▶ GOAL
Reproduce every line of the listing below word for word, omitting the pictures.

▶ DATA EXTRACT
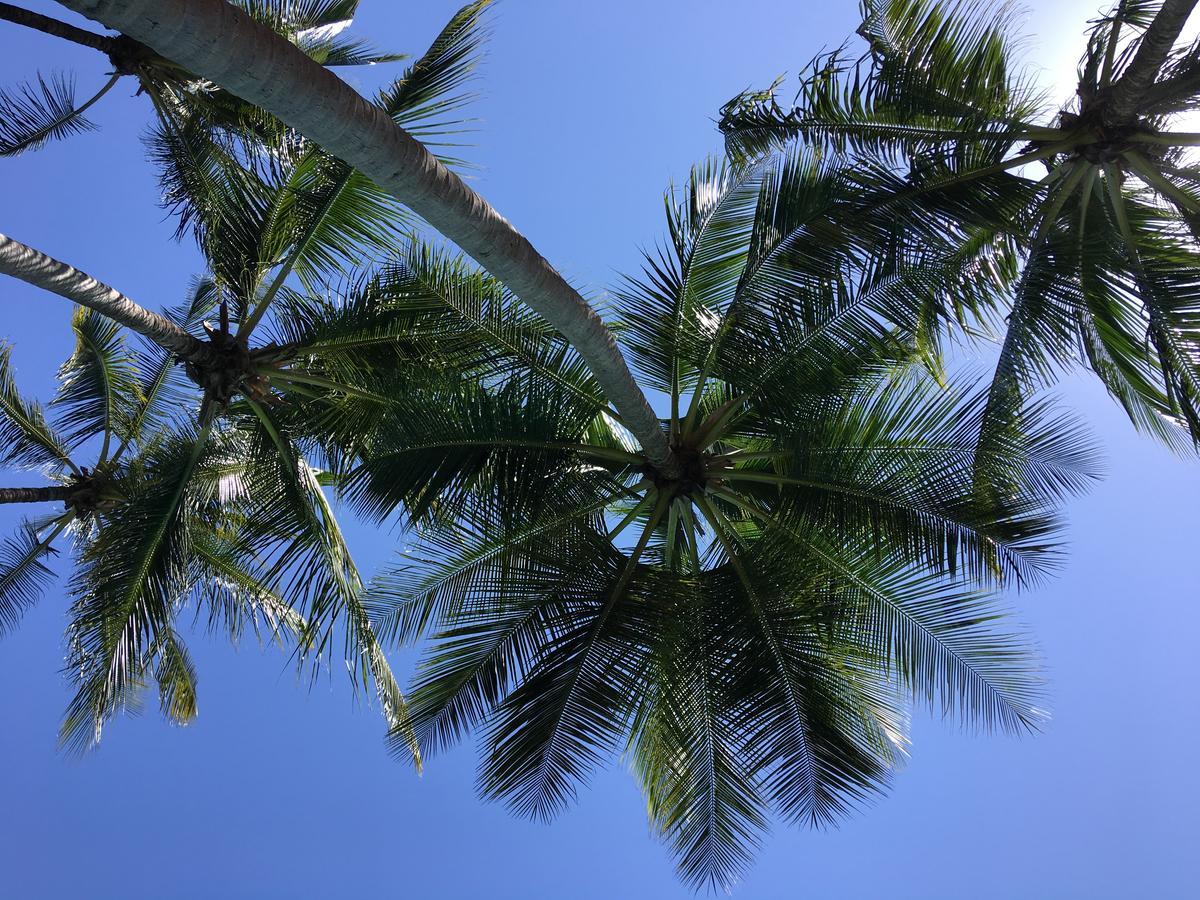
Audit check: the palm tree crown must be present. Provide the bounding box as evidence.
[342,152,1093,886]
[721,0,1200,458]
[0,4,487,763]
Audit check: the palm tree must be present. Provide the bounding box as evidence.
[350,152,1093,887]
[56,0,679,476]
[0,7,497,745]
[0,294,308,749]
[721,0,1200,460]
[0,0,403,156]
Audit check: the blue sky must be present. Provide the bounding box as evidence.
[0,0,1200,900]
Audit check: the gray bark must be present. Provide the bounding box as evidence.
[60,0,677,474]
[1104,0,1196,125]
[0,4,113,53]
[0,234,206,360]
[0,487,71,503]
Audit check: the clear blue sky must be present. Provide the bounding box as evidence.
[0,0,1200,900]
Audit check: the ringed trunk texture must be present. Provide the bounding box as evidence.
[0,234,208,360]
[59,0,678,474]
[0,4,113,53]
[0,487,71,503]
[1105,0,1196,125]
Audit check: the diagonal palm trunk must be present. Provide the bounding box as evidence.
[0,234,208,361]
[60,0,678,474]
[0,487,71,503]
[0,4,116,53]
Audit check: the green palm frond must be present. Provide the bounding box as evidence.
[0,522,66,637]
[152,628,197,725]
[0,74,103,156]
[60,427,210,752]
[237,400,420,764]
[50,306,143,463]
[0,344,74,469]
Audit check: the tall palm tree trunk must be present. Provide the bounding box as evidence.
[0,487,71,503]
[0,234,208,361]
[1105,0,1196,125]
[60,0,678,474]
[0,4,114,53]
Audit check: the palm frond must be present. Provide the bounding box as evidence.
[0,344,73,468]
[0,74,96,156]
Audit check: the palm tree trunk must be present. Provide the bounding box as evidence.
[60,0,678,474]
[0,234,208,361]
[1104,0,1196,125]
[0,487,71,503]
[0,4,113,53]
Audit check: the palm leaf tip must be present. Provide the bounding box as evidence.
[0,74,96,156]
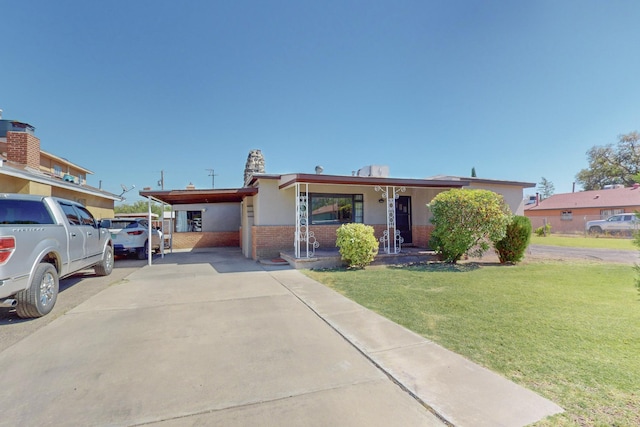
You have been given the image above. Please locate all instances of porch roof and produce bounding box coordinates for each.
[251,173,469,190]
[139,187,258,205]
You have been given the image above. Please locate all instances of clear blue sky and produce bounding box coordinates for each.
[0,0,640,202]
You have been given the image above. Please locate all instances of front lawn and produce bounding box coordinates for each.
[531,234,638,251]
[306,261,640,426]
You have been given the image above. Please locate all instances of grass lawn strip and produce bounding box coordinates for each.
[531,234,638,251]
[307,261,640,426]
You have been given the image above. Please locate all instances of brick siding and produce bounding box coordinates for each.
[7,132,40,170]
[171,231,240,249]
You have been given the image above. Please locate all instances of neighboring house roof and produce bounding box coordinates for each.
[426,175,536,188]
[40,150,93,175]
[525,186,640,211]
[0,159,122,201]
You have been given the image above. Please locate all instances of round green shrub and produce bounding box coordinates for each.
[494,215,531,264]
[336,223,378,268]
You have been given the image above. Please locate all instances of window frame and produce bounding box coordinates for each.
[309,192,364,225]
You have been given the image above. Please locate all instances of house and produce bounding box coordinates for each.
[0,117,121,218]
[140,155,535,260]
[524,184,640,234]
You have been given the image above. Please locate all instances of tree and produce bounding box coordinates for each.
[576,131,640,190]
[427,189,511,263]
[537,176,556,199]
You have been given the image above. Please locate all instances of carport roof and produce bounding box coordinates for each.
[139,187,258,205]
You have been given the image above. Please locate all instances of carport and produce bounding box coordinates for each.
[139,187,258,265]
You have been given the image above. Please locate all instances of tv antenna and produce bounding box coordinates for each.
[206,169,218,188]
[118,184,136,197]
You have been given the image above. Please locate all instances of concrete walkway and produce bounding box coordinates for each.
[0,249,561,426]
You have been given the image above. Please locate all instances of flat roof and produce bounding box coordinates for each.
[139,187,258,205]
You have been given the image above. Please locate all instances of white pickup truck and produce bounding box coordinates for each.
[0,193,113,317]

▶ SOLUTION FOR THIS EXERCISE
Audit check: the palm tree crown must be present. Provide the bounding box as evidence.
[342,152,1093,886]
[721,0,1200,458]
[0,4,487,763]
Audit check: the palm tree must be present. Provide the bounding box as evidence.
[350,152,1093,887]
[56,0,679,476]
[0,7,497,745]
[0,294,308,749]
[721,0,1200,460]
[0,0,403,156]
Audit check: the blue sky must be present. Provide the bounding box as evidence.
[0,0,1200,900]
Audit check: the gray bark must be present. Provide the bounding box as evidence.
[60,0,677,474]
[1104,0,1196,125]
[0,4,113,53]
[0,234,206,360]
[0,487,71,503]
Audit check: the clear blue sky must be present. Provide the bounding box as evidence.
[0,0,1200,900]
Audit check: the ringed trunk texture must be present. Provide the bounding box as evidence.
[0,234,208,360]
[59,0,678,474]
[0,4,113,53]
[0,487,71,503]
[1105,0,1196,125]
Audit check: the diagonal palm trunk must be present. Provide the bounding box as evidence.
[0,234,208,361]
[60,0,678,474]
[0,487,71,503]
[0,4,116,53]
Audit check: the green palm frond must be present. Provide the bounding box as evidence.
[0,522,66,637]
[152,628,197,725]
[0,74,103,156]
[60,427,210,752]
[237,400,420,764]
[50,306,143,463]
[0,344,74,469]
Audit check: the tall palm tree trunk must be present. Provide the bounding box as evidence.
[0,487,71,503]
[0,234,208,361]
[1105,0,1196,125]
[60,0,678,474]
[0,4,114,53]
Audit check: the palm frond must be present. Provide the bounding box as evidence.
[0,344,73,468]
[0,74,96,156]
Audit check: the palm tree trunk must be present. Provide the bounding box as evidence.
[60,0,678,474]
[0,234,208,361]
[1104,0,1196,125]
[0,487,71,503]
[0,4,113,53]
Audit check: the palm leaf tip must be present. Provide the bounding box as evidence.
[0,74,96,156]
You have been given the image above. Please locate all instances of porch roof and produce bounding box coordinates for each.
[251,173,469,190]
[139,187,258,205]
You have been given the image above. Please locate all instances of clear blue sky and produce bounding box coordinates for each.
[0,0,640,202]
You have been given the image above. Please locate all instances of front lawn and produce bounding box coordinates for each.
[531,234,638,251]
[306,261,640,426]
You have been given the image above. Please locate all instances of grass lawn strip and produce bounding box coordinates for each.
[531,234,638,251]
[307,261,640,426]
You have been given the image above. Please locate all instances of brick siding and produce bounding box coordinates for each.
[7,132,40,170]
[171,231,240,249]
You have been given the image above. Please locate all instances of neighboring house roof and produce bounding box coordinates for each.
[426,175,536,188]
[40,150,93,175]
[525,186,640,211]
[0,159,122,201]
You have been given the image above. Please locate all instances of round green shrub and produce bounding box coordinates for each.
[494,215,531,264]
[336,223,378,268]
You have been given the image above. Please locate all instances of window frame and produce bounding box coordinates for each.
[309,192,364,225]
You have been given the image above. Please locate all instances of house and produce bounding box coordinates for each.
[0,117,121,218]
[140,155,535,260]
[524,184,640,234]
You have been given the image above. Please locate all instances of tree and produce bounding box coordinates for each.
[576,131,640,190]
[427,189,511,263]
[537,176,556,199]
You have been given the image above. Please locate all instances of carport roof and produce bounding box coordinates for each.
[139,187,258,205]
You have been given the image above. Please locate all instances of carport and produce bounding box coordinates for each.
[139,187,258,265]
You have been given the image above. Please locate all instances of tv antenna and produce bounding box coordinates for each.
[206,169,218,188]
[118,184,136,197]
You have been given the image above. Please locate all instances of concrete walkway and produce bounding box coordinates for each.
[0,249,561,426]
You have been given the image above. Please locate all instances of flat roof and produce bounding box coordinates for each.
[139,187,258,205]
You have been given the image above. Please locate all instances of white pickup truck and produce bounding box coordinates for each.
[0,193,113,317]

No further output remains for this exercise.